PROBLEM TO WORK ON: Return every line below as is, leaving out the pictures.

Position annotation records:

— Begin —

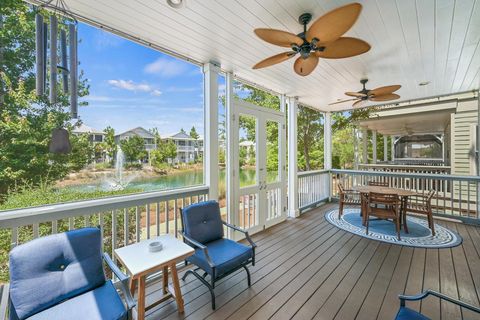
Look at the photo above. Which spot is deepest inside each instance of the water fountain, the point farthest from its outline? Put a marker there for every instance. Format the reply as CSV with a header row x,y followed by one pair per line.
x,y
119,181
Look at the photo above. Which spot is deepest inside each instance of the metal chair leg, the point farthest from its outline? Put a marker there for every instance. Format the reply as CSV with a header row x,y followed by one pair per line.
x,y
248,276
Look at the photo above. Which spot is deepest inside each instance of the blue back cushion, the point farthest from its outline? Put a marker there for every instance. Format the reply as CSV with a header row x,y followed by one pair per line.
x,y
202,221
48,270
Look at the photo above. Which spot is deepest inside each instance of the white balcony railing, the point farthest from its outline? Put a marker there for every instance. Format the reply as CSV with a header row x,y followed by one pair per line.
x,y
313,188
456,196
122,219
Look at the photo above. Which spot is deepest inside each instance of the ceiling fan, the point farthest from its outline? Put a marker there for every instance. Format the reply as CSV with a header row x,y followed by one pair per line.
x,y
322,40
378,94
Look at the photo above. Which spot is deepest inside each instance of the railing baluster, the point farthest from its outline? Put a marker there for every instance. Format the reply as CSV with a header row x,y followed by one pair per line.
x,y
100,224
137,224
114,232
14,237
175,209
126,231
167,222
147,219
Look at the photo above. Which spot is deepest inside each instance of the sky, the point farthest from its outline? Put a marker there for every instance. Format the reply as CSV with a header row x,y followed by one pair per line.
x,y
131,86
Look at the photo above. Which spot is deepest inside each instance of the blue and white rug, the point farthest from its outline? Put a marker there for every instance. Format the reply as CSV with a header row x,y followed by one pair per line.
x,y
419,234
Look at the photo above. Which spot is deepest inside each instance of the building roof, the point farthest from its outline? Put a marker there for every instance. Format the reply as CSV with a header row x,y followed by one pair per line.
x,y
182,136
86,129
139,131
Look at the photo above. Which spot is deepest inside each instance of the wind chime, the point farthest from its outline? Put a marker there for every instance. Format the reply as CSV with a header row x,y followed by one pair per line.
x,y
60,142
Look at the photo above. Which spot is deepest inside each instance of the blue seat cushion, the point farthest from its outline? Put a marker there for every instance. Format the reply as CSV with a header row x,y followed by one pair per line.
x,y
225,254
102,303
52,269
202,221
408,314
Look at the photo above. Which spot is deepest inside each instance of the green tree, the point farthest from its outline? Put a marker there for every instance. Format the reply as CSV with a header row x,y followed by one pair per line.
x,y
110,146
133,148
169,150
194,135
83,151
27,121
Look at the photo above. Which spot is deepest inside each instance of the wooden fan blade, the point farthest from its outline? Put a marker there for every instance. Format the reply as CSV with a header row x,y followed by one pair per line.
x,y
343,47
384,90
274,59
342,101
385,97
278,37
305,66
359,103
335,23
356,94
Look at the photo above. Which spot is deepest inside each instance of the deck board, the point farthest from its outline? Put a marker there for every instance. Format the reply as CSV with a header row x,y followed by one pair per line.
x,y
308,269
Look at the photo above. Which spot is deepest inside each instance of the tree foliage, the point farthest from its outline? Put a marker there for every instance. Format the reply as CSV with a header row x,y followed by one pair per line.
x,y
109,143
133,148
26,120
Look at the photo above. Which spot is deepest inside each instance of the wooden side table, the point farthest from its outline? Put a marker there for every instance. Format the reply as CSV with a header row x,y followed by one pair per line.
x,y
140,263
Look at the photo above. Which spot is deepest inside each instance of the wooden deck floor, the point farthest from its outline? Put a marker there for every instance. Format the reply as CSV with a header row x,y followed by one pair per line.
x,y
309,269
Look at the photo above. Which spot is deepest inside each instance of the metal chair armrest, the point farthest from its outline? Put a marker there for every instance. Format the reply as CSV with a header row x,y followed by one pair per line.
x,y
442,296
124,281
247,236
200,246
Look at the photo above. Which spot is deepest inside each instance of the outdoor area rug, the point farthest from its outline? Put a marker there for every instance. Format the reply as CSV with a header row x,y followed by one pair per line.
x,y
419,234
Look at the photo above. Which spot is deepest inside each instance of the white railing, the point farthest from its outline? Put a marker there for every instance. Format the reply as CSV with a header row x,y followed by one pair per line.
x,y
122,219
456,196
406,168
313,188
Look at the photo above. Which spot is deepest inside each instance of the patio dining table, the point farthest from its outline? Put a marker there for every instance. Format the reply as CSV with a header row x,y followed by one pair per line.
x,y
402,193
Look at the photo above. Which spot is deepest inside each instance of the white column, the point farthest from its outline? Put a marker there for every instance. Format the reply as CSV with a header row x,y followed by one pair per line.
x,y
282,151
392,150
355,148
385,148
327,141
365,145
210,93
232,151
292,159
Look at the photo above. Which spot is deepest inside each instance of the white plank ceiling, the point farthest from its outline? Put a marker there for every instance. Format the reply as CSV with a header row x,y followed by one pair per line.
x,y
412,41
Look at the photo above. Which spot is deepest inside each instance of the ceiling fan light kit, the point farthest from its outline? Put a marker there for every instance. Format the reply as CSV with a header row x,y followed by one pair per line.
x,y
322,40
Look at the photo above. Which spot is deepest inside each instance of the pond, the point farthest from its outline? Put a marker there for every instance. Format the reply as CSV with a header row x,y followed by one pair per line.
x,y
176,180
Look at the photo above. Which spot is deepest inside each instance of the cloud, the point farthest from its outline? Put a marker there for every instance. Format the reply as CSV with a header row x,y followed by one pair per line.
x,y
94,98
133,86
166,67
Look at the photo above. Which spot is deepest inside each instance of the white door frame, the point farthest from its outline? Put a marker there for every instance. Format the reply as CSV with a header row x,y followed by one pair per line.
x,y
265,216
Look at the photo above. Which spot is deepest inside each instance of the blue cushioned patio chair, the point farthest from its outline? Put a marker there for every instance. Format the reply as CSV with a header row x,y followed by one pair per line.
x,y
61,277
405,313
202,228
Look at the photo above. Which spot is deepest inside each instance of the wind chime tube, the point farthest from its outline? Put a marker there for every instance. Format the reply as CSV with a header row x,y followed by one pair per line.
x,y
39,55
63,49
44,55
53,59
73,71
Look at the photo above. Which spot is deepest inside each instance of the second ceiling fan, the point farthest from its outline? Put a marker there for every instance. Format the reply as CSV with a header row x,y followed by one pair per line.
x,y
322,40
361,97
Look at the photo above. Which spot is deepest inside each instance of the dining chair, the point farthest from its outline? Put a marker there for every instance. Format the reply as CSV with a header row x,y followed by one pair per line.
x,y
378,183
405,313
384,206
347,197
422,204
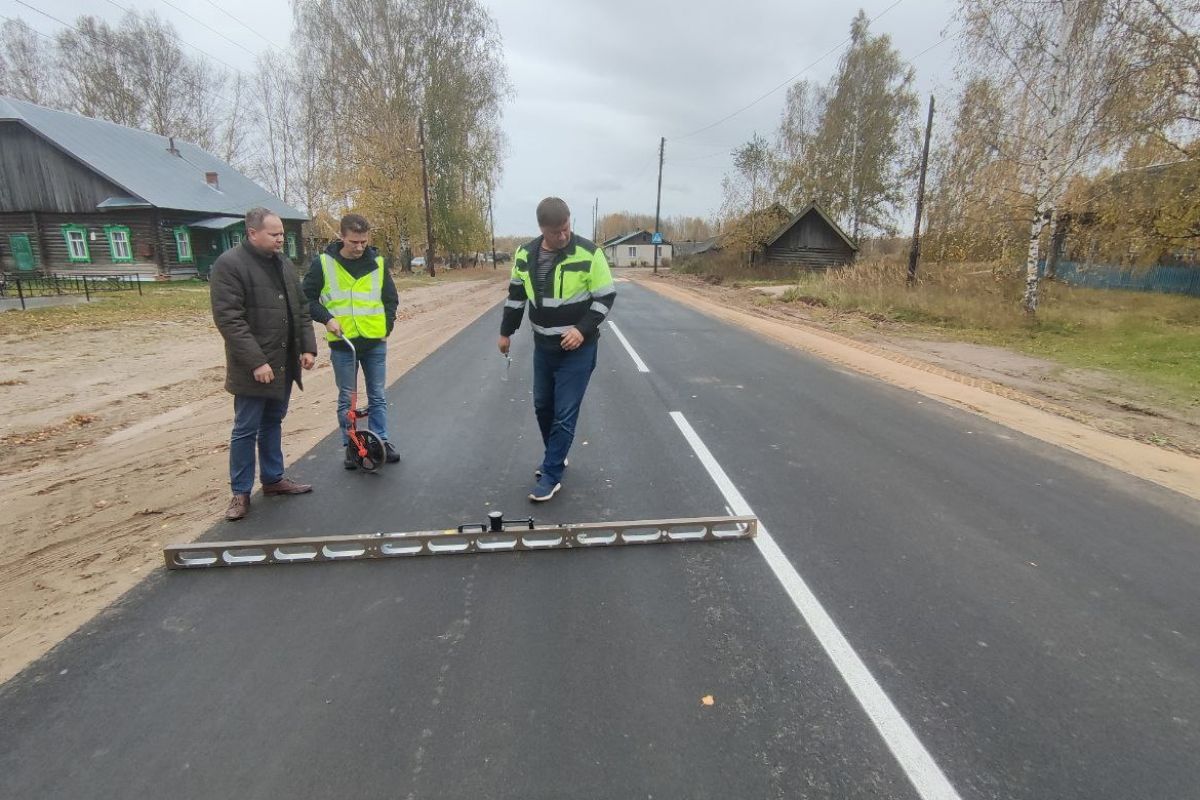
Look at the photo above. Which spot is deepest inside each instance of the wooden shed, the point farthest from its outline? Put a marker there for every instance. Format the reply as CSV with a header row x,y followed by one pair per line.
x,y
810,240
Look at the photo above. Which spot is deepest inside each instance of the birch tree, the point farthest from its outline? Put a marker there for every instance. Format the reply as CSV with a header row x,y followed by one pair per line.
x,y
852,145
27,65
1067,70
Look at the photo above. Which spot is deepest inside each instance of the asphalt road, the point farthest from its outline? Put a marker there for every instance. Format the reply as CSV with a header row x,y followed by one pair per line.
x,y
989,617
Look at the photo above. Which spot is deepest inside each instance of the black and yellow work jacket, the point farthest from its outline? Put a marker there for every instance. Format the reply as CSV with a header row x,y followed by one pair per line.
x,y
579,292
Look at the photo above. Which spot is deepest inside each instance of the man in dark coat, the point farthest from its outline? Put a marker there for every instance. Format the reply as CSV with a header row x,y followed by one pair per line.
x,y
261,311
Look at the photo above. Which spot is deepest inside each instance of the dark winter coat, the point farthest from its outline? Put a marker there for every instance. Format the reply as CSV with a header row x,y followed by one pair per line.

— End —

SOLUTION FOR THIS EXERCISE:
Look at the photo above. Which spot is deepest inside each instance of the water fountain, the point farthest from its outline? Put a marker there for every instance. Format the reply as CSV with a header row x,y followed by one pair per line.
x,y
119,181
Look at the photo above. Which spot is deepest inside each instance of the metal chair leg, the point farthest from its outline? Put a marker there for every instance. Format the reply as CSV with a header row x,y followed by one pair per line.
x,y
248,276
Look at the photo above. Which spot is deepest inside each instance of the blue back cushion, the point farthest from its outline? Put a marker there for every instance. Format the reply as CSV with a header row x,y followed by one pair per line.
x,y
202,221
48,270
Look at the photo above. Which spot is deepest inside each instance of the white balcony railing, the point farthest from its outline? Put a marker there for every instance. Format the reply as CSV with a header row x,y followed by one pair per line.
x,y
313,188
456,196
122,219
Look at the photo above. Which spot is deepest inside each instance of the ceiling fan, the point farthest from its outline? Put a marker there for every instance. Format the reply as CSV with a header row x,y followed by one pair per line.
x,y
322,40
378,94
Look at the photo above. Which spot is deepest inside each instance of the railing baluster, the point farthest from its outline? Put a marker there for every instance. Format the reply as CSV with a header row x,y followed by one pair per line.
x,y
100,224
137,224
114,232
14,237
175,209
126,231
167,222
147,219
Look at the photo above. Which spot is deepest inside each instance of the sky, the point farthest from its outline? Put a marker there for every instance. Format the reply as CSV with a header row x,y followed by one pair per line.
x,y
131,86
Look at the photo above. Which spot is deepest inside each instance of the blue and white rug, the point farthest from its outline? Put a marker there for every instance. Format the reply as CSV with a header row x,y followed by one pair per line.
x,y
419,234
Look at the photo above. Which spot is deepest inside each instance of the building roof, the point farthest from its outline? Put a marker there for every instance. Format the reply as CSV with a header row x,y followed by one pair per line.
x,y
182,136
86,129
139,131
Look at the photo above. Which spot is deepest inside each instance of the wind chime, the point farthest from its outline? Put a marker there for every instance. Format the reply as CSV with a header row x,y followed by one pair per line.
x,y
60,142
Look at the photo above. Which spot is deepest inside each instance of the blue seat cushion, the point farthest from its outline? Put a marker there for every instance. Format the reply as CSV with a header row x,y followed by one pair per line.
x,y
225,254
102,303
52,269
202,221
408,314
Look at the photo above. Which spot is deepest inside each instance of the green tree, the point farthest from its outline? Put a marker there for every instance. Format the reply as CSV with a header row x,y followed by one pair per line.
x,y
110,146
133,148
169,150
194,135
83,151
27,121
Look at the photo above. Which spot is deepest inside each instance of the wooden fan blade, the point farthest from its outline? Put a marker there for every instance. Format the reply as CSV with a header row x,y followed by one pair per line.
x,y
343,47
384,90
274,59
342,101
385,97
278,37
305,66
359,103
335,23
356,94
Look at the photo above. Which spot is deepest inside each instance of the deck board, the point farthest from its outline? Put a marker there for every instance. Format the reply as CSV with a header row x,y followed by one pair per line.
x,y
308,269
Look at the photo above. Which spot is deepest inside each instance of the tree foliage, the point farthest from its outline? Put a marker there for every instance. Format the reply as CSV with a header row x,y followed by one pair per line.
x,y
109,143
133,148
26,120
Look at the photo above. Which spot is deepest inside each instance of the wooden side table, the point farthest from its outline? Put a marker there for every instance. Format the reply as CSV with a header row x,y followed by one pair per line.
x,y
140,263
Look at the photo above. Which spot is deepest inside each instance of the wooden deck floor, the point farthest from its outline? Put a marker there for every instance. Format the reply as CSV with a header row x,y followed by one pair per line.
x,y
309,269
Look at the photo above. Which spot is deepest inside each instance of the metal chair armrest, the point farthest from its outline? Put a marker there for every instance. Format the reply as CSV with a header row x,y followed by one pair per line.
x,y
442,296
124,281
247,236
200,246
Look at the photo above. Which spot is deepest inside each instance of the outdoor area rug, the point farthest from its outline? Put a marker there for every instance. Format the reply as CSV with a header row x,y followed by one pair per line.
x,y
419,234
Look at the photo above. Which spot is deepest inside each instance of the white railing, the point farthest from its outline? Put a marker there for every instance. Format the reply as CSV with a header row x,y followed by one pair per line.
x,y
122,219
456,196
406,168
313,188
Look at the photo above. Which spot is deepest inside each instance of the patio dining table, the point farthest from its outline? Put a marker there for every instance. Format the reply as CSV with a header row x,y followed by one pair per line.
x,y
402,193
Look at the photo above. Which spot is deepest inside each instance of the white column, the point farthest from its outline? Put a marker there for every instance. Format the reply as CSV with a header row x,y followed by one pair per line.
x,y
282,151
392,150
355,148
385,148
327,141
365,145
210,93
232,151
292,159
Look at the photo above. Which spot is deepest inside each instance of the white plank ceiling, the point farthest from its outline? Put a marker there for every instance. Format the reply as CSV with a header row x,y followed by one pair per line.
x,y
412,41
Look at the photo above. Which spot is deepest inside each instance of the ceiling fan light kit, the point farthest from its outline? Put a marker there for every instance. Format the reply as CSV with a header row x,y followed by one pair per line.
x,y
322,40
Look at the photo above. Which spot is deepest inside each instance of the pond, the point farthest from its outline? Put a marker there for every instance. Format the reply as CSV with a header row x,y followed by one pair per line.
x,y
176,180
Look at the photo above. Which spot is deepest inside each instance of the cloud, the point farthest from its outline? Put a marker there for every instance. Format the reply as CSV with a header row x,y followed by one pair per line.
x,y
94,98
133,86
166,67
Look at the photo above. Which spot is deepest inside each instance of the white door frame, the point farthest from its outline? Put a marker there for every instance. Format the reply as CSV with a header row x,y followed by one pair per line.
x,y
265,216
Look at the photo above. Which spot is deepest inside each instance of the blue cushioned patio chair, the point farthest from its outline? Put a marker there for every instance. Format the reply as CSV with a header row x,y followed by one pair per line.
x,y
61,277
405,313
202,228
Look at the photo above. Which spot is deepest inside each instance of the wind chime tube, the point farthest from its outline? Put a marker there for every instance. Format the reply as CSV with a header row x,y followed by one pair per line.
x,y
39,55
63,49
44,55
53,59
73,71
Look at the photo above. Which spot is deepest inside each instance of the second ceiling fan, the point farthest from its outline? Put a marker there for every instance. Format the reply as CSV with a header row x,y followed by one pair per line.
x,y
322,40
361,97
Look at the photo above. Which spot is deepest inside each instance of the dining chair, the point farthest from its outline? Put a marker there for every instance. Format the reply as CSV with a header row x,y followed by one pair per line.
x,y
378,183
405,313
384,206
347,197
422,204
Look at the photo above. Which spot is deepest inside each instance of the wooden shed, the point farthest from its outline? Put a marker there for every instance. Format the reply as CSV with a header row x,y followed by one pair per line.
x,y
810,240
Look at the photo above. Which spot is deepest inside each instance of the birch tree, the point farthest from its outline? Put a marker there for every instance. Format the reply as CSV with a header row x,y followed by one pair per line.
x,y
852,145
27,65
1067,70
Look at the photo above. Which spot is deepest inside each instance of the asphalt road, the point farthest from its outline? Put a marker there for every instance. Format the reply as CSV with a header row x,y followed by one pair per line.
x,y
989,617
Look at the photo above. Which spot is deepest inside each instance of the black and yellow work jacket, the point farthest from its outline? Put a marker there for every instance. Format the reply as CSV with a header row x,y followed by one pair per line.
x,y
579,292
Look at the photo above. Which spot is deepest inside each instance of the man in dark coat, the point farthest from its outline? Put a marker there for every instance. Format the reply as CSV with a header row x,y followed by one pair per line.
x,y
261,311
Look at the photo above. Which spot is deepest inside each instance of the dark winter coat, the point farthest from its outline? Put a marker there for every instance. Format the reply as CSV with a header row x,y followed by one pair per line.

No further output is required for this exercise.